Turn every line of the rows below into a Markdown table with two columns, "Line No." and "Content". Give each line a sequential number and skip any blank lines.

------ Records to process

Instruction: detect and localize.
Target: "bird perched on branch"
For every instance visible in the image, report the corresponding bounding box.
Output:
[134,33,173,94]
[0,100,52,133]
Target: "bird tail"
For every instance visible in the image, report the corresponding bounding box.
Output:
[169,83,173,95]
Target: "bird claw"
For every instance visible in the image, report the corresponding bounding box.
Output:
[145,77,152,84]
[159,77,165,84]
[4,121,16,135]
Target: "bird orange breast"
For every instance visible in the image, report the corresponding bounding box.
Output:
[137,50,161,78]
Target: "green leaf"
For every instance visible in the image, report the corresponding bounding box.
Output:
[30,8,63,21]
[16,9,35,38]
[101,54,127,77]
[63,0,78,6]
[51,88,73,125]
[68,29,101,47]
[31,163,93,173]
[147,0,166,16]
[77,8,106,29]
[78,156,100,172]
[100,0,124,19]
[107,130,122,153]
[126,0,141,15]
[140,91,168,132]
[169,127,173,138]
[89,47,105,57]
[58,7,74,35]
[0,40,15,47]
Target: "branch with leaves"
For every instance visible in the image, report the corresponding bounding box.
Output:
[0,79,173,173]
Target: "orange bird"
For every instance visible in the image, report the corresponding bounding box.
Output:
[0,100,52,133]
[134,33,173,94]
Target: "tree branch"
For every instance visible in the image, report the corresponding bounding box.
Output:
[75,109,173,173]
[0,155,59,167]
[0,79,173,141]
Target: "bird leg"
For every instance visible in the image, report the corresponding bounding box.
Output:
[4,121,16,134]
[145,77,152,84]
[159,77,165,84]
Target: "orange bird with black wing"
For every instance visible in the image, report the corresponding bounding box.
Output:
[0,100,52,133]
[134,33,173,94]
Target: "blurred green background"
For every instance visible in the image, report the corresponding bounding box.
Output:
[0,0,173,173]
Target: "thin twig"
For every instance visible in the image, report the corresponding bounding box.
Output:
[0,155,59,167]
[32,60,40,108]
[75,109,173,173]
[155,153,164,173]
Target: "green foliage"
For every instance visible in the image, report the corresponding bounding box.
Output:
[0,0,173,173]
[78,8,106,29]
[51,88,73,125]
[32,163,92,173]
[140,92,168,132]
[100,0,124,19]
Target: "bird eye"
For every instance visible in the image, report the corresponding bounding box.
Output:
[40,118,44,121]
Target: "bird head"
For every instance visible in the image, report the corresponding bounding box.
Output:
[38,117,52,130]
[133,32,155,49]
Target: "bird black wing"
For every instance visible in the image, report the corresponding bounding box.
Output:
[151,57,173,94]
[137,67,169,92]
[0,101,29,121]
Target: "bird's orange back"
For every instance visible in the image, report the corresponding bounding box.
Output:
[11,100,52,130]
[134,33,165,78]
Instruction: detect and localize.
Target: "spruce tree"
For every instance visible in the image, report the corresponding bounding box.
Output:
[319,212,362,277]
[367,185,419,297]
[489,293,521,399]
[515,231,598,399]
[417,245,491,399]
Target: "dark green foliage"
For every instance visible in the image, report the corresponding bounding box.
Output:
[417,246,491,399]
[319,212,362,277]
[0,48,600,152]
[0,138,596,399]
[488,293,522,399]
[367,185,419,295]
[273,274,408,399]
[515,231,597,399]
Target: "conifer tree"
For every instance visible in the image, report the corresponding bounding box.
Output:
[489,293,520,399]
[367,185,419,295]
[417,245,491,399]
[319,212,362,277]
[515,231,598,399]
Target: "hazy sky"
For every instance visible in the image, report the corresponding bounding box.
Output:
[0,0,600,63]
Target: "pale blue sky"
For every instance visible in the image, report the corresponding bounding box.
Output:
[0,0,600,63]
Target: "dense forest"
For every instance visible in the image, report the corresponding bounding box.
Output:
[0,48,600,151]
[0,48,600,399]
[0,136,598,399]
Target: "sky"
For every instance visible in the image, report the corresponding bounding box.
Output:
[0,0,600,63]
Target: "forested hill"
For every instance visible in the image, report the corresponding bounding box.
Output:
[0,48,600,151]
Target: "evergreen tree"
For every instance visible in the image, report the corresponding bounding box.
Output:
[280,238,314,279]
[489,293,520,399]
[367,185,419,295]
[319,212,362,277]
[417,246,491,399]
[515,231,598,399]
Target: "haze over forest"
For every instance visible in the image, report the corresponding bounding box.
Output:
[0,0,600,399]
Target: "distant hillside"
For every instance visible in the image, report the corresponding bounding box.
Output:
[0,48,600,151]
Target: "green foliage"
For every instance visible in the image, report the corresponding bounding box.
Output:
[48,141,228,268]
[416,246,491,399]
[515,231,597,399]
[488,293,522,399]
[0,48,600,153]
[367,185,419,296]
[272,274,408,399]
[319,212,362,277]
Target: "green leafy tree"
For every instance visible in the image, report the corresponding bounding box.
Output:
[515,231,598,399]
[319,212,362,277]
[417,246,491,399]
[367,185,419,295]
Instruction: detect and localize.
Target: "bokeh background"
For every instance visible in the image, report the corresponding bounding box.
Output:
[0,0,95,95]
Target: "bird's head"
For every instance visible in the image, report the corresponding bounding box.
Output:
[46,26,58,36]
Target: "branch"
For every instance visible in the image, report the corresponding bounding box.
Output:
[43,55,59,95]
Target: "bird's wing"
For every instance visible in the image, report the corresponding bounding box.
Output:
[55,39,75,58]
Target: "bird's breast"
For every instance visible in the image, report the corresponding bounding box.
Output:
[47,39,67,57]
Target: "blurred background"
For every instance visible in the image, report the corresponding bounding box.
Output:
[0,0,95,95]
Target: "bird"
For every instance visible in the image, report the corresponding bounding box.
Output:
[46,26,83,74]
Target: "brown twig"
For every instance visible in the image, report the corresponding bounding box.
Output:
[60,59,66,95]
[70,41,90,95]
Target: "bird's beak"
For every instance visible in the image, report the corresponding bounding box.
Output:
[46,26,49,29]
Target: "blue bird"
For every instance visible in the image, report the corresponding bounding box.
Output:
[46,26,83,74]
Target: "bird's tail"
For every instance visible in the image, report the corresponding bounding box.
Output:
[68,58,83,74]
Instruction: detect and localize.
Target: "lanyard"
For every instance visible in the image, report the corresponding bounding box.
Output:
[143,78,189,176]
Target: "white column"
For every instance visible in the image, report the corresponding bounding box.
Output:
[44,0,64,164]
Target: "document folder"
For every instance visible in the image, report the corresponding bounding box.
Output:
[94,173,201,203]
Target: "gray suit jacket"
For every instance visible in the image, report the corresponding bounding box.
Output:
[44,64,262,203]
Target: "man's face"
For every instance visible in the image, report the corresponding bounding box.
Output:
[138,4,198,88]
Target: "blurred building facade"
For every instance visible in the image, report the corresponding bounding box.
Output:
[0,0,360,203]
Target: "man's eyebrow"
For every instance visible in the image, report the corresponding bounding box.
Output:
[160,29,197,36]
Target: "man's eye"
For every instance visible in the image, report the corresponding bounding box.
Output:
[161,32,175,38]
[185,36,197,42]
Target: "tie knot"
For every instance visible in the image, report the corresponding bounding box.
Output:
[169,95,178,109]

------------

- [Correct result]:
| Line No. | Content |
|---|---|
| 1 | Instruction: detect and localize. |
| 2 | Target: "bird perched on branch" |
| 3 | For every instance visible in the image, report the corresponding bounding box. |
| 4 | Output: |
| 5 | [134,33,173,94] |
| 6 | [0,100,52,133] |
| 7 | Target: "bird tail" |
| 8 | For every instance visible in the image, report the corresponding bounding box. |
| 9 | Output: |
| 10 | [169,83,173,95] |
| 11 | Target: "bird claw" |
| 12 | For every instance visible in the image, report the corresponding bounding box. |
| 13 | Output: |
| 14 | [145,77,152,84] |
| 15 | [159,77,165,84] |
| 16 | [4,121,16,135] |
| 17 | Target: "bird orange breast" |
| 18 | For every instance visible in the image, report the corresponding bounding box. |
| 19 | Output: |
| 20 | [137,50,161,78] |
| 21 | Target: "green leaf" |
| 22 | For every instance visible in the image, report the corresponding bounding box. |
| 23 | Output: |
| 24 | [30,8,63,21] |
| 25 | [16,9,35,38] |
| 26 | [101,54,127,77] |
| 27 | [63,0,78,6] |
| 28 | [51,88,73,125] |
| 29 | [68,29,101,47] |
| 30 | [31,163,93,173] |
| 31 | [147,0,166,16] |
| 32 | [77,8,106,29] |
| 33 | [78,156,100,172] |
| 34 | [100,0,124,19] |
| 35 | [107,130,122,153] |
| 36 | [126,0,141,15] |
| 37 | [140,91,168,132] |
| 38 | [169,127,173,138] |
| 39 | [89,47,105,57] |
| 40 | [58,7,74,35] |
| 41 | [0,40,15,47] |
| 42 | Target: "branch with leaves" |
| 43 | For every instance visible in the image, report the corresponding bounding box. |
| 44 | Output: |
| 45 | [0,79,173,173] |
| 46 | Target: "orange bird" |
| 47 | For every instance visible in the image, report the corresponding bounding box. |
| 48 | Output: |
| 49 | [0,100,52,133] |
| 50 | [134,33,173,94] |
| 51 | Target: "tree branch" |
| 52 | For every instance visible in the image, report the corresponding bounding box. |
| 53 | Output: |
| 54 | [75,109,173,173] |
| 55 | [0,155,59,167] |
| 56 | [0,79,173,141] |
| 57 | Target: "bird leg" |
| 58 | For every instance visible in the image, report the corresponding bounding box. |
| 59 | Output: |
| 60 | [4,121,16,134] |
| 61 | [145,77,152,84] |
| 62 | [159,77,165,84] |
| 63 | Target: "orange bird with black wing" |
| 64 | For every instance visible in the image, report the corresponding bounding box. |
| 65 | Output: |
| 66 | [0,100,52,133] |
| 67 | [134,33,173,94] |
| 68 | Target: "blurred green background" |
| 69 | For every instance visible in the image, report the corresponding bounding box. |
| 70 | Output: |
| 71 | [0,0,173,173] |
| 72 | Target: "thin twig" |
| 73 | For every instance visible in the image, report the corresponding bounding box. |
| 74 | Output: |
| 75 | [0,155,59,167] |
| 76 | [32,60,40,108] |
| 77 | [75,109,173,173] |
| 78 | [155,153,164,173] |
| 79 | Target: "green foliage" |
| 80 | For every instance visible in the image, report the corresponding bounding box. |
| 81 | Output: |
| 82 | [0,0,173,173] |
| 83 | [78,8,106,29] |
| 84 | [51,88,73,125] |
| 85 | [32,163,92,173] |
| 86 | [140,92,168,132] |
| 87 | [100,0,124,19] |
| 88 | Target: "bird eye" |
| 89 | For every instance visible in the image, report the corresponding bounding box. |
| 90 | Output: |
| 91 | [40,118,44,121] |
| 92 | Target: "bird head" |
| 93 | For every instance visible in the image, report the corresponding bounding box. |
| 94 | Output: |
| 95 | [38,117,52,130] |
| 96 | [133,32,155,49] |
| 97 | Target: "bird black wing" |
| 98 | For every instance visible in the image, report the corresponding bounding box. |
| 99 | Output: |
| 100 | [151,57,173,94] |
| 101 | [137,67,169,92] |
| 102 | [0,101,29,121] |
| 103 | Target: "bird's orange back" |
| 104 | For every instance visible in the image, report the corresponding bounding box. |
| 105 | Output: |
| 106 | [11,100,52,130] |
| 107 | [134,33,165,78] |
| 108 | Instruction: detect and localize. |
| 109 | Target: "spruce tree" |
| 110 | For every instance visible in the image, report the corresponding bounding box. |
| 111 | Output: |
| 112 | [319,212,362,277] |
| 113 | [367,185,419,297] |
| 114 | [489,293,521,399] |
| 115 | [515,231,598,399] |
| 116 | [417,245,491,399] |
| 117 | Target: "dark green foliage" |
| 118 | For every instance visible in the image, report the corresponding bounding box. |
| 119 | Output: |
| 120 | [417,246,491,399] |
| 121 | [319,212,362,277] |
| 122 | [0,48,600,152] |
| 123 | [0,138,596,399] |
| 124 | [488,293,522,399] |
| 125 | [367,185,419,295] |
| 126 | [273,274,408,399] |
| 127 | [515,231,597,399] |
| 128 | Target: "conifer tree" |
| 129 | For every instance visible in the image, report the corresponding bounding box. |
| 130 | Output: |
| 131 | [489,293,520,399] |
| 132 | [367,185,419,295] |
| 133 | [417,245,491,399] |
| 134 | [319,212,362,277] |
| 135 | [515,231,598,399] |
| 136 | Target: "hazy sky" |
| 137 | For every instance visible in the image, report the corresponding bounding box. |
| 138 | Output: |
| 139 | [0,0,600,63] |
| 140 | Target: "pale blue sky" |
| 141 | For every instance visible in the image, report the corresponding bounding box. |
| 142 | Output: |
| 143 | [0,0,600,63] |
| 144 | Target: "dense forest" |
| 145 | For every instance visible in the image, report the corresponding bounding box. |
| 146 | Output: |
| 147 | [0,48,600,151] |
| 148 | [0,48,600,399] |
| 149 | [0,136,598,399] |
| 150 | Target: "sky" |
| 151 | For every instance visible in the image, report the corresponding bounding box. |
| 152 | Output: |
| 153 | [0,0,600,63] |
| 154 | Target: "forested hill" |
| 155 | For every instance visible in the image, report the corresponding bounding box. |
| 156 | Output: |
| 157 | [0,48,600,151] |
| 158 | Target: "evergreen tree" |
| 159 | For every instance visible in the image, report the corresponding bounding box. |
| 160 | Output: |
| 161 | [280,238,314,279] |
| 162 | [489,293,520,399] |
| 163 | [367,185,419,295] |
| 164 | [319,212,362,277] |
| 165 | [417,246,491,399] |
| 166 | [515,231,598,399] |
| 167 | Target: "haze over forest" |
| 168 | For every instance visible in the image, report the corresponding bounding box. |
| 169 | Output: |
| 170 | [0,0,600,399] |
| 171 | Target: "distant hillside" |
| 172 | For every instance visible in the image, report the corresponding bounding box. |
| 173 | Output: |
| 174 | [0,48,600,151] |
| 175 | Target: "green foliage" |
| 176 | For every instance visible in the image, report the corresponding bounding box. |
| 177 | Output: |
| 178 | [48,141,228,268] |
| 179 | [416,246,491,399] |
| 180 | [515,231,597,399] |
| 181 | [488,293,522,399] |
| 182 | [0,48,600,153] |
| 183 | [367,185,419,296] |
| 184 | [272,274,408,399] |
| 185 | [319,212,362,277] |
| 186 | Target: "green leafy tree" |
| 187 | For every instance visible in the image, report the corresponding bounding box. |
| 188 | Output: |
| 189 | [515,231,598,399] |
| 190 | [319,212,362,277] |
| 191 | [417,246,491,399] |
| 192 | [367,185,419,295] |
| 193 | Instruction: detect and localize. |
| 194 | Target: "bokeh background" |
| 195 | For every instance visible in the image, report the corresponding bounding box. |
| 196 | Output: |
| 197 | [0,0,95,95] |
| 198 | Target: "bird's head" |
| 199 | For every instance visible in the image, report the corresponding bounding box. |
| 200 | Output: |
| 201 | [46,26,58,36] |
| 202 | Target: "branch" |
| 203 | For every instance visible in the image, report the corresponding bounding box. |
| 204 | Output: |
| 205 | [43,55,59,95] |
| 206 | Target: "bird's wing" |
| 207 | For every instance visible in the image, report the corresponding bounding box. |
| 208 | Output: |
| 209 | [55,39,75,58] |
| 210 | Target: "bird's breast" |
| 211 | For every instance visible in the image, report the corresponding bounding box. |
| 212 | Output: |
| 213 | [47,39,67,57] |
| 214 | Target: "blurred background" |
| 215 | For every instance visible in the image, report the corresponding bounding box. |
| 216 | Output: |
| 217 | [0,0,95,95] |
| 218 | Target: "bird" |
| 219 | For every instance visible in the image, report the corresponding bounding box. |
| 220 | Output: |
| 221 | [46,26,83,74] |
| 222 | Target: "brown twig" |
| 223 | For every instance visible in the image, report the corresponding bounding box. |
| 224 | Output: |
| 225 | [60,59,66,95] |
| 226 | [70,41,90,95] |
| 227 | Target: "bird's beak" |
| 228 | For every instance visible in the image, report the corresponding bounding box. |
| 229 | Output: |
| 230 | [46,26,49,29] |
| 231 | Target: "blue bird" |
| 232 | For every instance visible in the image, report the corresponding bounding box. |
| 233 | Output: |
| 234 | [46,26,83,74] |
| 235 | Target: "bird's tail" |
| 236 | For every instance visible in the image, report the corresponding bounding box. |
| 237 | Output: |
| 238 | [68,58,83,74] |
| 239 | Instruction: detect and localize. |
| 240 | Target: "lanyard" |
| 241 | For every instance visible in the image, report the corresponding bounding box. |
| 242 | Output: |
| 243 | [143,78,189,176] |
| 244 | Target: "white column" |
| 245 | For every instance visible in the image, report the corresponding bounding box. |
| 246 | Output: |
| 247 | [44,0,64,164] |
| 248 | Target: "document folder" |
| 249 | For every instance visible in the image, report the corresponding bounding box. |
| 250 | Output: |
| 251 | [94,173,201,203] |
| 252 | Target: "gray suit jacket" |
| 253 | For every instance visible in the image, report the corresponding bounding box. |
| 254 | Output: |
| 255 | [44,64,262,203] |
| 256 | Target: "man's face" |
| 257 | For every instance visible in the image, report the corresponding bounding box. |
| 258 | Output: |
| 259 | [138,4,198,88] |
| 260 | Target: "blurred building facade" |
| 261 | For every instance visible in the image, report the corresponding bounding box. |
| 262 | Output: |
| 263 | [0,0,360,203] |
| 264 | Target: "man's eyebrow" |
| 265 | For every instance visible in the image, report the corresponding bounding box. |
| 266 | Output: |
| 267 | [160,29,197,36] |
| 268 | Target: "man's eye" |
| 269 | For every instance visible in the image, report the corresponding bounding box. |
| 270 | Output: |
| 271 | [161,32,175,38] |
| 272 | [185,36,197,42] |
| 273 | Target: "tie knot" |
| 274 | For every instance visible in the image, report the corresponding bounding box. |
| 275 | Output: |
| 276 | [169,95,178,109] |